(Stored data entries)
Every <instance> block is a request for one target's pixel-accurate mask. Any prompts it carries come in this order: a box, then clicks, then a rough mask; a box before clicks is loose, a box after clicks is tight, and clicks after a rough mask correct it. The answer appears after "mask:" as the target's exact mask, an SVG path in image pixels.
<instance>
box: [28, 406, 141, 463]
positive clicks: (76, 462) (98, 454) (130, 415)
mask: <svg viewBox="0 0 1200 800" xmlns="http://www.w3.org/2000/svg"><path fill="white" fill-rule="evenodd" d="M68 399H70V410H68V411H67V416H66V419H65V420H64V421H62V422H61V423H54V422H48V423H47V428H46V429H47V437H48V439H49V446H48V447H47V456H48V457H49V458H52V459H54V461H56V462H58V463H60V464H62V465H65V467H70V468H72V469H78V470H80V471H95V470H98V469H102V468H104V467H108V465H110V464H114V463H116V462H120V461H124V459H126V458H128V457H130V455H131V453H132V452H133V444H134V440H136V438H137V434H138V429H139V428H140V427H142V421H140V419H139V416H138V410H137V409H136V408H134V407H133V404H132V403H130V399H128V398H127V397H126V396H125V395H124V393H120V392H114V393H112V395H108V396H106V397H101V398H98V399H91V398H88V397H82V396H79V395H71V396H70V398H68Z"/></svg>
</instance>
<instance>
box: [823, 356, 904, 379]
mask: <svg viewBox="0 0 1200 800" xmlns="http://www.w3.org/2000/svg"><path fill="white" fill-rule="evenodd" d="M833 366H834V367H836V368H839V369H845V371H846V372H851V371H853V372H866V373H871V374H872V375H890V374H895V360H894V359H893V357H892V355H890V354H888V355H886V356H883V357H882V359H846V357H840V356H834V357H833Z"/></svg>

WHAT IS BEING ASKED:
How many lines of the entries include the string "instance"? Answer with a number and no other words.

ANSWER TO THIS PROBLEM:
4